# TASK BRIEF
Please write each entry out again exactly as shown.

# RAW DATA
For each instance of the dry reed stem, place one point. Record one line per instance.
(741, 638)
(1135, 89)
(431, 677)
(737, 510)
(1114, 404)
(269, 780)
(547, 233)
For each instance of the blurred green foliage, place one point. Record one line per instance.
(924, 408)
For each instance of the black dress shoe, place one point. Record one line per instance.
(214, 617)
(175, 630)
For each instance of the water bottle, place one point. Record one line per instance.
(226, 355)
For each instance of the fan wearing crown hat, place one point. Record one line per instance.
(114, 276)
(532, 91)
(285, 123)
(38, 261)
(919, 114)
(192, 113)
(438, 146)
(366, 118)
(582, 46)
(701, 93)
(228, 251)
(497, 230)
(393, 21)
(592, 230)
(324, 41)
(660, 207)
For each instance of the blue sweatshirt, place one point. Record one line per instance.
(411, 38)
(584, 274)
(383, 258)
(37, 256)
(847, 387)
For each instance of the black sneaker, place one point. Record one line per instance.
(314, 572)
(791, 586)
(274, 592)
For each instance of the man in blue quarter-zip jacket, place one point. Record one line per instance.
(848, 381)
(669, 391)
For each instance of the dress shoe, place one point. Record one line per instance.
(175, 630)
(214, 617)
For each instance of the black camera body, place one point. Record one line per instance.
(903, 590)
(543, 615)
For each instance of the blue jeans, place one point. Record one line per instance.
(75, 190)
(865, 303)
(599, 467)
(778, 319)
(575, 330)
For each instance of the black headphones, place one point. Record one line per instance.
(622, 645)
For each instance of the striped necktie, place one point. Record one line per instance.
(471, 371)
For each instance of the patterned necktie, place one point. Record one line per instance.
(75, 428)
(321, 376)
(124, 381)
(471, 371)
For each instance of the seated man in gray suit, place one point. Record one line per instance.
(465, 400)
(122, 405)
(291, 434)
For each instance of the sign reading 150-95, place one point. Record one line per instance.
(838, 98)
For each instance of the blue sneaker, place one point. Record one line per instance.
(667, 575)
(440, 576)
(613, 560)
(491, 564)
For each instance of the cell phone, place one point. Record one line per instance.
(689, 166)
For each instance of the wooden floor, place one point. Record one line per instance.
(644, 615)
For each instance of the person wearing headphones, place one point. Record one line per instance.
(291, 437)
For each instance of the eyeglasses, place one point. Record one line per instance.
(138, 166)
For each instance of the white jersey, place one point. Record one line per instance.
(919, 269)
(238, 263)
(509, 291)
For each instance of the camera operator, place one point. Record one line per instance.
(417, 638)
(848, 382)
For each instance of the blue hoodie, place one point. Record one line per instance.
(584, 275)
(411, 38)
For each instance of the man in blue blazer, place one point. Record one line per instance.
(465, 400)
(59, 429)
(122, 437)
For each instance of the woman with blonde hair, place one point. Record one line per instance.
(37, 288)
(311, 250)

# WRITTEN REPLY
For each instance of the dry reed stem, place one point. Record one line per instance.
(741, 638)
(1135, 89)
(431, 677)
(737, 510)
(1114, 404)
(269, 780)
(547, 233)
For each instance of the blurred green foliage, place one point. Record one line per instance.
(924, 408)
For each instance of the black dress shoe, place one point. Record one line per instance.
(214, 617)
(175, 630)
For each instance of the water bottle, place one point. Record one line per instance.
(226, 355)
For each instance of the fan wearing crown hat, place one point. Record one line per instance.
(114, 276)
(532, 91)
(285, 123)
(38, 261)
(919, 114)
(192, 113)
(438, 146)
(366, 118)
(582, 46)
(701, 93)
(228, 251)
(497, 230)
(393, 21)
(592, 230)
(324, 41)
(660, 207)
For each instance of the blue sweatshirt, place one point. Record one line per instance.
(411, 38)
(584, 274)
(383, 258)
(37, 256)
(847, 387)
For each instance of the black sneaker, place one point. Record one line per instance.
(314, 572)
(791, 586)
(274, 592)
For each instance of the man in blue quarter-zip jacket, place one point. Record one line per instance.
(848, 381)
(669, 391)
For each instance of the dress shoe, place one point. Record one line per instance.
(175, 630)
(214, 617)
For each instance of the black camera body, place one point. Record one line per instance.
(903, 590)
(543, 615)
For each instance of the blue jeans, place one point. Record one line per instance.
(75, 190)
(865, 303)
(599, 467)
(778, 319)
(575, 330)
For each instance of the black headphones, place one point. Record one line per instance.
(622, 645)
For each instance of the striped necktie, place one point. Record one line per instance.
(471, 371)
For each instance of the patterned necktie, place one point. Record one line per instance.
(75, 428)
(321, 376)
(124, 381)
(471, 371)
For each instance of the seated man in gray suit, place one point. Record one line per instance.
(465, 400)
(122, 405)
(291, 434)
For each instance of the sign reading 150-95, place one point. Record one line per instance.
(838, 98)
For each instance of the blue sneaker, place one point. Record one line per instance.
(667, 575)
(440, 576)
(613, 560)
(491, 564)
For each instance of the cell phone, place one point. Record one line per instance.
(689, 166)
For each instance of the wooden floor, place one point. Record one line per instance.
(644, 615)
For each instance of the person wearing headphones, place one point. Record one line per instance.
(291, 437)
For each instance of the eyeglasses, place one point. Record one line per instance.
(138, 166)
For each instance of the white jersey, place one point. Record one line per instance.
(919, 269)
(238, 263)
(509, 291)
For each instance of the camera operator, place one point. Record one line per instance.
(417, 638)
(848, 382)
For each instance of the blue hoodie, place one point. Record one line per instance.
(584, 275)
(411, 38)
For each instance of the man in blue blazer, place one point. Record one line per instance.
(465, 400)
(59, 429)
(122, 437)
For each instance of the woman with blonde hair, place one point. Record one line per instance.
(37, 288)
(311, 250)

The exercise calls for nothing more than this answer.